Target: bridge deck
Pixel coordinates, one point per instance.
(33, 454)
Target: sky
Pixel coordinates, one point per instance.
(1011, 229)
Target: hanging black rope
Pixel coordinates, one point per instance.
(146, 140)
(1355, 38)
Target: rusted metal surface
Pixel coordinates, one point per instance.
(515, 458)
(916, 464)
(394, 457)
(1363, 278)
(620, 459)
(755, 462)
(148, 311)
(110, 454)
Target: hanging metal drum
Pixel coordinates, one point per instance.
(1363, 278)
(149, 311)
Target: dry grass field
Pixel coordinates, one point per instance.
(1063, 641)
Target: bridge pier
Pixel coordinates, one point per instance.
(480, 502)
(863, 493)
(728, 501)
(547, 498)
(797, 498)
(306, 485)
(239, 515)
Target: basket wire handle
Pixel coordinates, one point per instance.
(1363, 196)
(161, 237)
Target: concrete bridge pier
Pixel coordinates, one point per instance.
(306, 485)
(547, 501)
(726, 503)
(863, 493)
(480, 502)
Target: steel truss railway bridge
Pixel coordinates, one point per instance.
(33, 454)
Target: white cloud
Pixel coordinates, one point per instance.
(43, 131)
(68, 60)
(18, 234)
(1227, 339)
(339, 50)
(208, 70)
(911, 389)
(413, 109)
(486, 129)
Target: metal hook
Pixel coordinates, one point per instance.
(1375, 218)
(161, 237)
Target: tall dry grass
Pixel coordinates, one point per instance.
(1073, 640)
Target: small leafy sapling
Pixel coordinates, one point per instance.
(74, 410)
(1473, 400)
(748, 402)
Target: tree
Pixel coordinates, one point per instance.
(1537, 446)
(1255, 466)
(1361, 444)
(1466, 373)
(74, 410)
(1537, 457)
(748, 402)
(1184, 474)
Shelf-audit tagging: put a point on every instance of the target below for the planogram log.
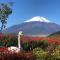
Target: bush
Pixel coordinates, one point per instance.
(39, 54)
(42, 43)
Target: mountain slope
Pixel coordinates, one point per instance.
(39, 26)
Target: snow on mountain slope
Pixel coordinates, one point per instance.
(38, 18)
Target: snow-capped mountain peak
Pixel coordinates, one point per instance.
(38, 18)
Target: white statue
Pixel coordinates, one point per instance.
(19, 36)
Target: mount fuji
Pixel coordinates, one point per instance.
(35, 26)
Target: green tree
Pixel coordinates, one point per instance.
(5, 11)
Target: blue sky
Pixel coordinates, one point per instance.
(26, 9)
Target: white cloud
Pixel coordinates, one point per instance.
(38, 18)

..............................

Make an exact copy of every entry above, minus the images.

Target: bridge deck
Pixel coordinates, one point per instance.
(33, 454)
Target: sky
Pixel coordinates, one point per instance.
(1011, 229)
Target: hanging black rope
Pixel coordinates, one point per instance.
(146, 140)
(1355, 38)
Target: rusted metal surface
Pixel coordinates, one point per instance.
(515, 458)
(916, 464)
(394, 457)
(1363, 278)
(620, 459)
(755, 462)
(148, 311)
(110, 454)
Target: hanging metal drum
Pixel coordinates, one point per instance.
(1363, 278)
(149, 311)
Target: dry grass field
Pixel coordinates, one point per instance.
(1063, 641)
Target: bridge pier
Pixel coordinates, one point per instance.
(480, 502)
(863, 493)
(728, 501)
(547, 498)
(797, 498)
(306, 485)
(239, 515)
Target: basket wire handle
Pixel coordinates, one point per instance.
(1363, 196)
(161, 237)
Target: concrete bridge pier
Pixel coordinates, one point per instance.
(306, 485)
(547, 501)
(726, 503)
(863, 493)
(480, 502)
Target: steel truss railway bridge
Pixel coordinates, one point per instance.
(33, 454)
Target: white cloud
Pixel coordinates, one point per instance.
(43, 131)
(68, 60)
(18, 234)
(1227, 339)
(339, 50)
(208, 70)
(911, 389)
(413, 109)
(486, 129)
Target: metal hook
Pixel coordinates, one point per instance.
(1375, 218)
(161, 237)
Target: tall dry grass
Pixel coordinates, one point per instance.
(1073, 640)
Target: small leafy sapling
Pixel coordinates, one point per instance.
(74, 410)
(1473, 400)
(748, 402)
Target: tree
Pixel coordinates, one point per instance.
(1537, 446)
(1255, 466)
(1361, 444)
(1466, 373)
(74, 410)
(1537, 457)
(748, 402)
(1184, 474)
Shelf-audit tagging: put a point on every instance of the target below for the planogram log.
Target: bush
Pixel coordinates, one point per instance.
(39, 54)
(42, 43)
Target: mountain slope
Pixel coordinates, one point per instance.
(39, 26)
Target: snow on mountain slope
Pixel coordinates, one point per instance.
(38, 18)
Target: snow-capped mountain peak
Pixel coordinates, one point per instance.
(38, 18)
Target: white statue
Pixel coordinates, one point per instance.
(19, 36)
Target: mount fuji
Pixel coordinates, one point per instance.
(35, 26)
Target: green tree
Pixel coordinates, one point per instance.
(5, 11)
Target: blue sky
Pixel coordinates, one point per instance.
(26, 9)
Target: white cloud
Pixel coordinates, one point per instance.
(38, 18)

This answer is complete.